| GIVEN TEXT |
One potential clue may lie in a little-noticed 2023 court filing — among hundreds of documents reviewed by the AP — in which Epstein’s estate was revealed to have located an unspecified number of videos and photos that it said might contain child sex abuse material. But even that remains shrouded in secrecy with lawyers involved in that civil case saying a protective order prevents them from discussing it.
The filing suggests a discovery of recordings after the criminal cases had concluded, but if that’s what Bondi was referencing, the Justice Department has not said.
The department declined repeated requests from the AP to speak with officials overseeing the Epstein review. Spokespeople did not answer a list of questions about Bondi’s comments, including when and where the recordings were procured, what they depict and whether they were newly discovered as authorities dug through their evidence collection or were known for some time to have been in the government’s possession.
“Outside sources who make assertions about materials included in the DOJ’s review cannot speak to what materials are included in the DOJ’s review,” spokesperson Chad Gilmartin said in a statement.
Bondi has faced pressure after first release fell short of expectations
Epstein’s crimes, high-profile connections and jailhouse suicide have made the case a magnet for conspiracy theorists and online sleuths seeking proof of a cover-up. Elon Musk entered the frenzy during his acrimonious fallout with Trump when he said without evidence in a since-deleted social media post that the reason the Epstein files have yet to be released is that the Republican president is featured in them.
During a Fox News Channel interview in February, Bondi suggested an alleged Epstein “client list” was sitting on her desk. The next day, the Justice Department distributed binders marked “declassified” to far-right influencers at the White House, but it quickly became clear much of the information had long been in the public domain. No “client list” was disclosed, and there’s no evidence such a document exists.
The flop left conservatives fuming and failed to extinguish conspiracy theories that for years have spiraled around Epstein’s case. Right wing-personality Laura Loomer called on Bondi to resign, branding her a “total liar.”
Afterward, Bondi said an FBI “source” informed her of the existence of thousands of pages of previously undisclosed documents and ordered the bureau to provide the “full and complete Epstein files,” including any videos. Employees since then have logged hours reviewing records to prepare them for release. It’s unclear when that might happen.
In April, Bondi was approached in a restaurant by a woman with a hidden camera who asked about the status of the Epstein files release. Bondi replied that there were tens of thousands of videos “and it’s all with little kids,” so she said the FBI had to go through each one.

Object pointing dataset rows
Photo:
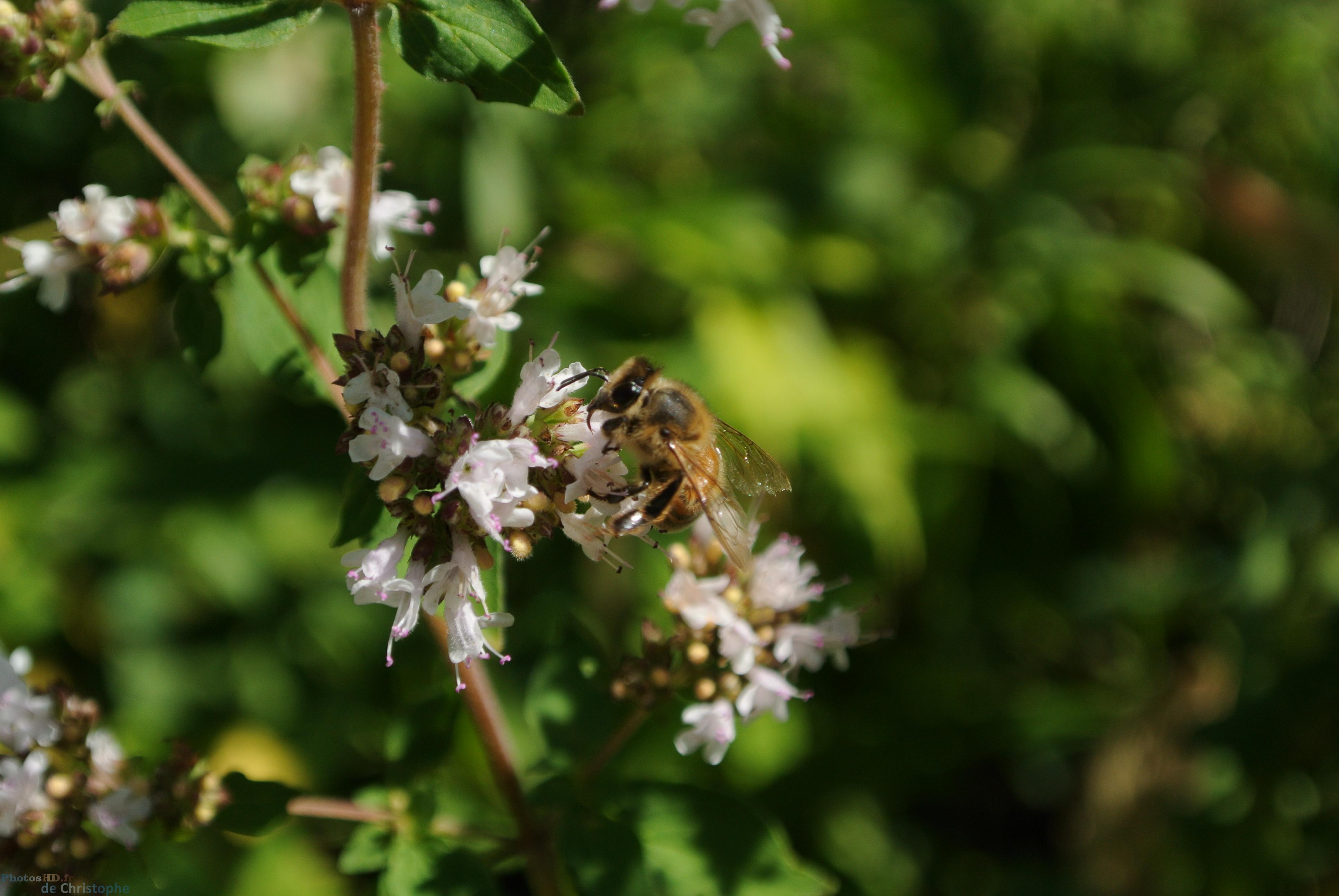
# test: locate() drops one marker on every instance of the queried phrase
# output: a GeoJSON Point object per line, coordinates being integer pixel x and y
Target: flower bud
{"type": "Point", "coordinates": [520, 545]}
{"type": "Point", "coordinates": [59, 787]}
{"type": "Point", "coordinates": [125, 266]}
{"type": "Point", "coordinates": [680, 556]}
{"type": "Point", "coordinates": [302, 216]}
{"type": "Point", "coordinates": [393, 488]}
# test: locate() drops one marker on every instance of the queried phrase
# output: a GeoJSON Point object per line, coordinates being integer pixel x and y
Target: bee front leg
{"type": "Point", "coordinates": [614, 496]}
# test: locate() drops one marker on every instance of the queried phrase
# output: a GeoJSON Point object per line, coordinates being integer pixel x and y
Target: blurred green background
{"type": "Point", "coordinates": [1032, 298]}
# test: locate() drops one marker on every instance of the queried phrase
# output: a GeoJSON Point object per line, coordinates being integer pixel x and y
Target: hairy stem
{"type": "Point", "coordinates": [367, 122]}
{"type": "Point", "coordinates": [95, 74]}
{"type": "Point", "coordinates": [542, 863]}
{"type": "Point", "coordinates": [333, 808]}
{"type": "Point", "coordinates": [617, 743]}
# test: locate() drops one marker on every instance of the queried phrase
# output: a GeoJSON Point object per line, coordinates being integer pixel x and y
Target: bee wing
{"type": "Point", "coordinates": [728, 519]}
{"type": "Point", "coordinates": [748, 467]}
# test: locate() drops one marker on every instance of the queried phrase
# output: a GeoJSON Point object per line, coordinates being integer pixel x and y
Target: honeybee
{"type": "Point", "coordinates": [691, 461]}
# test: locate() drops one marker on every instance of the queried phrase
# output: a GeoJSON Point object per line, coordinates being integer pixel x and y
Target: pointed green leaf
{"type": "Point", "coordinates": [493, 47]}
{"type": "Point", "coordinates": [225, 23]}
{"type": "Point", "coordinates": [253, 807]}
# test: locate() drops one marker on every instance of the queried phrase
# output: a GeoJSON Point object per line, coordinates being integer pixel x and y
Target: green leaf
{"type": "Point", "coordinates": [479, 382]}
{"type": "Point", "coordinates": [367, 850]}
{"type": "Point", "coordinates": [261, 331]}
{"type": "Point", "coordinates": [253, 807]}
{"type": "Point", "coordinates": [225, 23]}
{"type": "Point", "coordinates": [362, 508]}
{"type": "Point", "coordinates": [493, 47]}
{"type": "Point", "coordinates": [198, 323]}
{"type": "Point", "coordinates": [604, 858]}
{"type": "Point", "coordinates": [706, 843]}
{"type": "Point", "coordinates": [421, 868]}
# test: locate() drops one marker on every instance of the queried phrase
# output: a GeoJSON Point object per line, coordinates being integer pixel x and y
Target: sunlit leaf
{"type": "Point", "coordinates": [225, 23]}
{"type": "Point", "coordinates": [493, 47]}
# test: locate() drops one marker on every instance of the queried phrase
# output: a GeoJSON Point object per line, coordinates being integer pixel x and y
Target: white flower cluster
{"type": "Point", "coordinates": [329, 184]}
{"type": "Point", "coordinates": [492, 477]}
{"type": "Point", "coordinates": [29, 729]}
{"type": "Point", "coordinates": [761, 14]}
{"type": "Point", "coordinates": [780, 585]}
{"type": "Point", "coordinates": [97, 219]}
{"type": "Point", "coordinates": [454, 586]}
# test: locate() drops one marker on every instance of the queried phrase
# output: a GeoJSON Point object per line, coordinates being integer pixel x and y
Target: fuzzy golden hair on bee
{"type": "Point", "coordinates": [693, 464]}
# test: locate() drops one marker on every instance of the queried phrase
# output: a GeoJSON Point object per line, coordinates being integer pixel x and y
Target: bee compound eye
{"type": "Point", "coordinates": [626, 393]}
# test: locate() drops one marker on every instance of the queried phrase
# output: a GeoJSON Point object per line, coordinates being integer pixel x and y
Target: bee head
{"type": "Point", "coordinates": [625, 386]}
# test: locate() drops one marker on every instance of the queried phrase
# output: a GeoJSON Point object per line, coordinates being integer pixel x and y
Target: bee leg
{"type": "Point", "coordinates": [640, 519]}
{"type": "Point", "coordinates": [618, 495]}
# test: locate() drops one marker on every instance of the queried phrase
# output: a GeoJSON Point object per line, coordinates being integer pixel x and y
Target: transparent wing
{"type": "Point", "coordinates": [728, 519]}
{"type": "Point", "coordinates": [748, 467]}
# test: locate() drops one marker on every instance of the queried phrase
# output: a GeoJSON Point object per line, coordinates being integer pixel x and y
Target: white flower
{"type": "Point", "coordinates": [397, 211]}
{"type": "Point", "coordinates": [492, 299]}
{"type": "Point", "coordinates": [733, 12]}
{"type": "Point", "coordinates": [25, 718]}
{"type": "Point", "coordinates": [21, 661]}
{"type": "Point", "coordinates": [598, 472]}
{"type": "Point", "coordinates": [588, 531]}
{"type": "Point", "coordinates": [543, 385]}
{"type": "Point", "coordinates": [374, 568]}
{"type": "Point", "coordinates": [50, 263]}
{"type": "Point", "coordinates": [329, 184]}
{"type": "Point", "coordinates": [457, 587]}
{"type": "Point", "coordinates": [698, 600]}
{"type": "Point", "coordinates": [809, 646]}
{"type": "Point", "coordinates": [22, 789]}
{"type": "Point", "coordinates": [768, 692]}
{"type": "Point", "coordinates": [780, 580]}
{"type": "Point", "coordinates": [738, 643]}
{"type": "Point", "coordinates": [713, 729]}
{"type": "Point", "coordinates": [457, 578]}
{"type": "Point", "coordinates": [120, 813]}
{"type": "Point", "coordinates": [495, 479]}
{"type": "Point", "coordinates": [379, 389]}
{"type": "Point", "coordinates": [105, 753]}
{"type": "Point", "coordinates": [406, 595]}
{"type": "Point", "coordinates": [97, 219]}
{"type": "Point", "coordinates": [422, 306]}
{"type": "Point", "coordinates": [389, 440]}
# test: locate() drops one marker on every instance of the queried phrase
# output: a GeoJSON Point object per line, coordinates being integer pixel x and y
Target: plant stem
{"type": "Point", "coordinates": [617, 743]}
{"type": "Point", "coordinates": [314, 353]}
{"type": "Point", "coordinates": [331, 808]}
{"type": "Point", "coordinates": [481, 701]}
{"type": "Point", "coordinates": [367, 122]}
{"type": "Point", "coordinates": [95, 74]}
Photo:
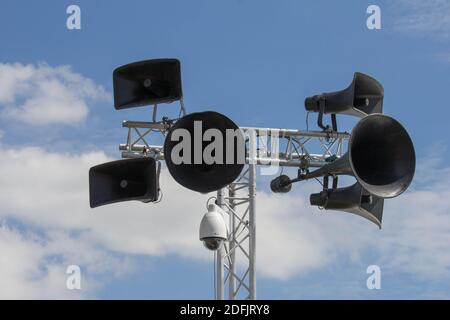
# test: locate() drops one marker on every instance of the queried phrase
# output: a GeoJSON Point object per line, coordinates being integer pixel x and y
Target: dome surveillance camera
{"type": "Point", "coordinates": [213, 230]}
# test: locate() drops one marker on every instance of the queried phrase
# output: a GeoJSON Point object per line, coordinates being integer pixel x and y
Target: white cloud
{"type": "Point", "coordinates": [33, 266]}
{"type": "Point", "coordinates": [422, 17]}
{"type": "Point", "coordinates": [41, 94]}
{"type": "Point", "coordinates": [50, 191]}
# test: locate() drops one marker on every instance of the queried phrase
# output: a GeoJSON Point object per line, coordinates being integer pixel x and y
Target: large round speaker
{"type": "Point", "coordinates": [204, 151]}
{"type": "Point", "coordinates": [382, 155]}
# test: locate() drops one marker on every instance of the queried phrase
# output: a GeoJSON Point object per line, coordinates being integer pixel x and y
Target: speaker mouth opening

| YOUR TASK |
In the text on the Epstein files review, copy verbatim the passage from "The filing suggests" up to and including "has not said.".

| WRITTEN REPLY |
The filing suggests a discovery of recordings after the criminal cases had concluded, but if that’s what Bondi was referencing, the Justice Department has not said.